DATA LISTING:
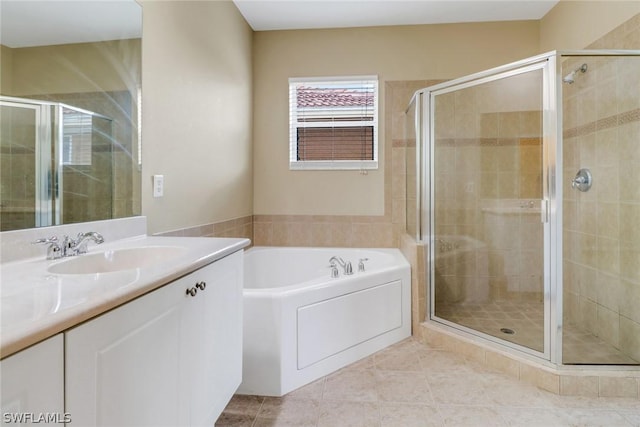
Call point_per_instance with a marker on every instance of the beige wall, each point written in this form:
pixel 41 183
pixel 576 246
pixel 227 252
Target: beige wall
pixel 393 53
pixel 577 24
pixel 196 113
pixel 6 69
pixel 73 68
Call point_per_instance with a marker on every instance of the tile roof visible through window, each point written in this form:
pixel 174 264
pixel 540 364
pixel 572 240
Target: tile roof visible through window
pixel 330 97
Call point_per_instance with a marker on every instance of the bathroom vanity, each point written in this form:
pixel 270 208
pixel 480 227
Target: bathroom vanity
pixel 157 345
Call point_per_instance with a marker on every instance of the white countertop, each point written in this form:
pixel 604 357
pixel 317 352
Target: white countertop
pixel 36 304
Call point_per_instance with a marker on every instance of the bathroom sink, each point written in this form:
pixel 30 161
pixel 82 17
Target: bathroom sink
pixel 117 260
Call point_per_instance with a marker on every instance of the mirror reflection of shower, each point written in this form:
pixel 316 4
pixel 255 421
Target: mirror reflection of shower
pixel 570 78
pixel 57 164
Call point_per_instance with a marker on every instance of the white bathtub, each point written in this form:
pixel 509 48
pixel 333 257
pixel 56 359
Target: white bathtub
pixel 300 324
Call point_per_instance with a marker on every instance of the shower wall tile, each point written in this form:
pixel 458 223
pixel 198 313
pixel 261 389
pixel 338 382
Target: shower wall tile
pixel 601 130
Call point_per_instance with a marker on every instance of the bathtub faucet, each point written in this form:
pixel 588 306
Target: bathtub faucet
pixel 346 266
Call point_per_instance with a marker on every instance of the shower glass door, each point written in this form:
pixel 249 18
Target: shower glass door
pixel 487 183
pixel 25 156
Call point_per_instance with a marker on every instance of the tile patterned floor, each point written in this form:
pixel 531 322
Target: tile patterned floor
pixel 410 384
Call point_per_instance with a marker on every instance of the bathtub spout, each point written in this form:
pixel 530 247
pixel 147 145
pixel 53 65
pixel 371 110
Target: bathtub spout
pixel 346 266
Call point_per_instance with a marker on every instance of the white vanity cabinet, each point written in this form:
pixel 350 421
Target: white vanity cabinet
pixel 32 381
pixel 171 357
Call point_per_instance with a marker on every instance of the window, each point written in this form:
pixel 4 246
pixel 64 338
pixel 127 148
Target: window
pixel 333 123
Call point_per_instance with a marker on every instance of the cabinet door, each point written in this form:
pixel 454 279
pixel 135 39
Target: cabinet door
pixel 33 384
pixel 216 319
pixel 123 368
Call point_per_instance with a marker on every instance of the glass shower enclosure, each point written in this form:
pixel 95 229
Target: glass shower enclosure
pixel 527 196
pixel 56 164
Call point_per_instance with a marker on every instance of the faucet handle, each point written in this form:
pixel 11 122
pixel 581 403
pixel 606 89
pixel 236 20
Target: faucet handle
pixel 348 269
pixel 334 270
pixel 54 251
pixel 45 240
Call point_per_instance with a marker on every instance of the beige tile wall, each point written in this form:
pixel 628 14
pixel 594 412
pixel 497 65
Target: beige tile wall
pixel 601 126
pixel 602 226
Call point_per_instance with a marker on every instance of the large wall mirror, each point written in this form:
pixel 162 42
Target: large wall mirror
pixel 69 111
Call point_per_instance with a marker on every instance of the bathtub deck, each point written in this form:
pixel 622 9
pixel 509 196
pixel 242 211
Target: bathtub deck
pixel 410 384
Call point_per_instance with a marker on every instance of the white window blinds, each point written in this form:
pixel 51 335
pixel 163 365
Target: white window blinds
pixel 333 123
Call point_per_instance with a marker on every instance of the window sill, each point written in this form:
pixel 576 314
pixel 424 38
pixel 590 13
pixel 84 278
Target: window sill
pixel 333 165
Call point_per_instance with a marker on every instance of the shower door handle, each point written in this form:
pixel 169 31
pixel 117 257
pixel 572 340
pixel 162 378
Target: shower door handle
pixel 544 211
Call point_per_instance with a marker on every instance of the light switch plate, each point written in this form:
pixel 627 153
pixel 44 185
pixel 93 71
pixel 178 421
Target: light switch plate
pixel 158 185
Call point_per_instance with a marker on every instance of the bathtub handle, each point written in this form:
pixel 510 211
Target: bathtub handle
pixel 348 269
pixel 334 270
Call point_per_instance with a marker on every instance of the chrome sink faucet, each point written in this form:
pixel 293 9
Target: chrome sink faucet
pixel 69 247
pixel 80 244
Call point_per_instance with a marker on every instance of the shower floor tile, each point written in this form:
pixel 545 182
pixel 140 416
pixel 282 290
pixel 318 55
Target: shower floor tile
pixel 526 320
pixel 411 384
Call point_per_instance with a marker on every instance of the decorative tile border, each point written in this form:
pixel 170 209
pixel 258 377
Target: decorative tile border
pixel 602 124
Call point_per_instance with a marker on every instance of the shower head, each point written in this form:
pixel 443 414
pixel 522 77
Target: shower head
pixel 570 78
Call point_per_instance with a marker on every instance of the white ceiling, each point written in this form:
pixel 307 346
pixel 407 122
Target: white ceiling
pixel 304 14
pixel 25 23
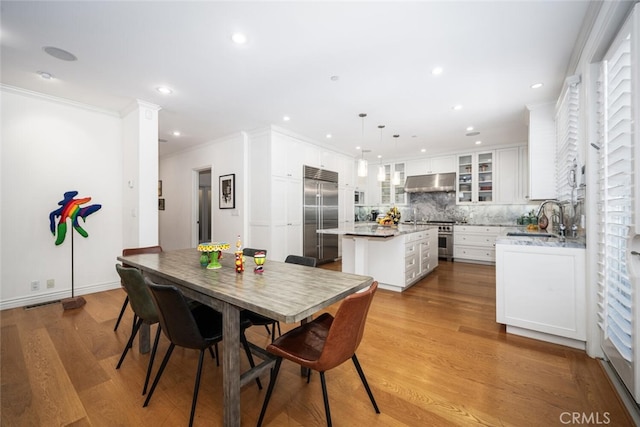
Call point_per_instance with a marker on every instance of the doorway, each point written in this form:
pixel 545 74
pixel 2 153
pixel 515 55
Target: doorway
pixel 204 205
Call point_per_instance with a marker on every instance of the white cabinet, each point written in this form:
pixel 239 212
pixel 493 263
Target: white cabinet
pixel 286 214
pixel 275 171
pixel 417 167
pixel 286 156
pixel 511 175
pixel 475 174
pixel 442 164
pixel 474 243
pixel 396 262
pixel 542 152
pixel 540 292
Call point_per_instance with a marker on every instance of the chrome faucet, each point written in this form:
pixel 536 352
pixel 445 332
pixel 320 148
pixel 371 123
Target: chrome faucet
pixel 561 226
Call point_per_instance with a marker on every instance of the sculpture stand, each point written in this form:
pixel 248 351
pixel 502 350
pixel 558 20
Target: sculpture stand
pixel 73 302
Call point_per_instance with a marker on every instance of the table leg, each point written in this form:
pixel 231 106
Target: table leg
pixel 231 365
pixel 144 338
pixel 305 371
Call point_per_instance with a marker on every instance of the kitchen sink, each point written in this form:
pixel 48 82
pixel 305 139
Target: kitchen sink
pixel 530 234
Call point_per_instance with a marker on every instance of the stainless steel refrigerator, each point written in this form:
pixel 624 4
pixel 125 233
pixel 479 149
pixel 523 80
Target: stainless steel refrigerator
pixel 320 212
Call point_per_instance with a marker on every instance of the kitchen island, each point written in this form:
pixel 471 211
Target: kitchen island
pixel 540 287
pixel 396 257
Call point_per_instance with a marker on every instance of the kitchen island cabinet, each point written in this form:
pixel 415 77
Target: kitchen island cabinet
pixel 540 290
pixel 396 258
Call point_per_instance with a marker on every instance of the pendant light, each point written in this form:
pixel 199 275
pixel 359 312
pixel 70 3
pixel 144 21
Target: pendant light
pixel 396 174
pixel 381 174
pixel 363 166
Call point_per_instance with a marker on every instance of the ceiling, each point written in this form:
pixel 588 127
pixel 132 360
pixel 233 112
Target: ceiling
pixel 319 63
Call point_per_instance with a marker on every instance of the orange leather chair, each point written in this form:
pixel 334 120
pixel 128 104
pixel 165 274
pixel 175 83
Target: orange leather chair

REQUIRED TASK:
Write out all of the records above word for word, but leave out the pictures.

SOLUTION FOR THIS PROBLEM:
Call point_per_instance with a marker on every instance of the beige wall, each point written in this form:
pixel 41 183
pixel 576 246
pixel 227 252
Target: beige wall
pixel 393 53
pixel 577 24
pixel 196 113
pixel 6 69
pixel 73 68
Call point_per_instance with a marker on every instance of the tile roof visible through window, each point written in this form:
pixel 174 264
pixel 540 364
pixel 572 240
Target: tile roof visible through window
pixel 330 97
Call point_per_instance with a marker on every instance of the bathroom vanity, each point written in this form:
pixel 270 208
pixel 480 227
Target: bathroom vanity
pixel 157 345
Call point_per_instance with a marker on every instance of the white countertop, each point written in this form:
pixel 604 357
pixel 317 352
Target: white countertop
pixel 36 304
Call point_per_instance with a marker on every instance of the bathroom sink, each point written in this form:
pixel 30 161
pixel 82 17
Target: bathroom sink
pixel 117 260
Call point_per_instance with a marker on every instance of the mirror reflection of shower, each point written in this form:
pixel 316 4
pixel 255 421
Target: mirror reflection of shower
pixel 570 78
pixel 57 164
Call point_per_instance with a marker on every instance of the white bathtub, each point written in this form:
pixel 509 48
pixel 333 257
pixel 56 359
Target: white bathtub
pixel 300 324
Call point_per_instance with a marker on every instance of the shower wall tile, each point written in this form:
pixel 458 223
pixel 198 313
pixel 261 389
pixel 338 382
Target: shower wall tile
pixel 601 130
Call point_per_instance with a marker on every instance of the bathtub faucet, each point written in this form:
pixel 588 306
Target: bathtub faucet
pixel 346 266
Call point_per_instance with a marker on every instance of the shower glass door, each point written in this form:
pixel 249 18
Target: shower glass door
pixel 487 183
pixel 25 156
Call point_per_instance with a marker on every instance of the tile patterned floor, each point written in this form:
pixel 531 322
Target: tile patterned floor
pixel 410 384
Call point_per_instance with a marker on every instance of the bathtub spout, each point written in this form:
pixel 530 247
pixel 147 145
pixel 53 65
pixel 371 110
Target: bathtub spout
pixel 346 266
Call point_per_instance with a marker on every instance of the white vanity cabinet, each point written in this form:
pixel 350 421
Target: white vanity cabinet
pixel 32 381
pixel 171 357
Call point_per_instance with a marker on every instance of the window, each point written in this form:
pixel 4 246
pixel 64 338
pixel 127 148
Target: window
pixel 333 123
Call point_per_instance with a marker on every instance of the cabinet door, each point written in this form:
pixel 454 279
pixel 135 39
Target: cabinet door
pixel 33 384
pixel 216 319
pixel 123 368
Call point_per_instance with a marker on every instance of the glass shower enclosure, each point written in this form:
pixel 95 229
Target: glass shower enclosure
pixel 527 196
pixel 56 164
Call point_per_instance with a marker on every instance of the faucet handle, each point written in this form:
pixel 11 122
pixel 581 403
pixel 606 89
pixel 236 20
Target: faucet handle
pixel 348 269
pixel 334 270
pixel 54 251
pixel 45 240
Call point_per_instance with a marker on every instance of the beige tile wall, each point written in this form:
pixel 628 14
pixel 594 412
pixel 497 65
Target: beige tile wall
pixel 601 126
pixel 602 226
Call point_per_instance with a marker on every instance of the large wall mirror, each point written in this form:
pixel 162 42
Target: large wall mirror
pixel 69 111
Call point_per_instance with a marker on every instance of the bathtub deck, each point written in this form:
pixel 622 9
pixel 509 196
pixel 242 211
Target: bathtub deck
pixel 410 384
Call point_per_instance with a marker on every instance of the white window blinds, each point written in this form:
pixel 51 335
pixel 163 365
Target: white window blinds
pixel 333 123
Call point_per_instance with a marker on every instance of the window sill, each point written in this form:
pixel 576 314
pixel 424 38
pixel 590 13
pixel 84 278
Target: window sill
pixel 333 165
Call point_per_instance with a marker on every instance of the shower door handle, each point written in this form:
pixel 169 31
pixel 117 257
pixel 572 340
pixel 162 378
Target: shower door handle
pixel 544 211
Call point_per_instance with a marker on every instance of the light switch plate, each point written in this form:
pixel 627 153
pixel 44 185
pixel 93 71
pixel 178 421
Target: light switch plate
pixel 158 185
Call point_per_instance with a marker on every instance of the bathtub handle, each point written in this form:
pixel 510 211
Target: bathtub handle
pixel 348 269
pixel 334 270
Call point_per_instance with a marker on every instance of the chrome sink faucet, each point written in this form:
pixel 293 9
Target: chrome sink faucet
pixel 69 247
pixel 80 244
Call point_per_instance with a marker on every instance of the shower floor tile, each point written in this form:
pixel 545 182
pixel 140 416
pixel 282 290
pixel 318 55
Target: shower floor tile
pixel 526 320
pixel 411 384
Call point_per_instance with a marker on every instance of the decorative tile border, each point written in this form:
pixel 170 209
pixel 258 377
Target: decorative tile border
pixel 602 124
Call point_per_instance with a marker on every instance of the shower head, each point written in this form:
pixel 443 414
pixel 522 77
Target: shower head
pixel 570 78
Call point_per_instance with a marker on every instance of the white ceiling, each point written in this form:
pixel 307 346
pixel 407 122
Target: white ceiling
pixel 304 14
pixel 25 23
Call point_per_instance with a marker on every instance of the doorway, each point written in this form:
pixel 545 74
pixel 2 153
pixel 515 55
Target: doorway
pixel 204 205
Call point_per_instance with a marker on every instance of the white cabinet, each point written in this form:
pixel 239 212
pixel 493 263
Target: white cabinet
pixel 286 214
pixel 275 171
pixel 417 167
pixel 286 156
pixel 511 175
pixel 475 174
pixel 442 164
pixel 474 243
pixel 396 262
pixel 542 152
pixel 540 292
Call point_per_instance with a marker on every instance of the chrome faucet, each point written in this form:
pixel 536 352
pixel 445 332
pixel 320 148
pixel 371 123
Target: chrome faucet
pixel 561 226
Call point_per_instance with a marker on every instance of the sculpture stand, each point written in this form:
pixel 248 351
pixel 502 350
pixel 558 20
Target: sculpture stand
pixel 73 302
Call point_per_instance with a marker on every instance of the table leg, each point written in this form:
pixel 231 106
Target: table leg
pixel 231 365
pixel 144 338
pixel 305 371
Call point_per_instance with a marker on every instance of the kitchen sink, each point written in this form:
pixel 48 82
pixel 305 139
Target: kitchen sink
pixel 530 234
Call point_per_instance with a marker on every instance of the stainless steel refrigerator, each point written in this form:
pixel 624 4
pixel 125 233
pixel 479 149
pixel 523 80
Target: stainless steel refrigerator
pixel 320 212
Call point_per_instance with a marker on every instance of the kitchen island, each point written in this form:
pixel 471 211
Target: kitchen island
pixel 540 287
pixel 396 257
Call point_per_instance with a marker on every instance of the kitchen island cabinet, each point written in this form:
pixel 415 77
Target: kitchen island cabinet
pixel 540 290
pixel 396 258
Call point_per_instance with a marker on every instance of the pendant light, each point written in this form:
pixel 199 275
pixel 359 312
pixel 70 3
pixel 144 21
Target: pendant light
pixel 396 174
pixel 381 174
pixel 363 166
Call point_per_instance with a marker on every instance of the ceiling, each point written in this form:
pixel 588 127
pixel 132 360
pixel 233 112
Target: ceiling
pixel 319 63
Call point_per_instance with a marker on every instance of the orange leather chair, each point written in this form:
pixel 334 120
pixel 128 104
pixel 165 274
pixel 175 83
Target: orange leather chair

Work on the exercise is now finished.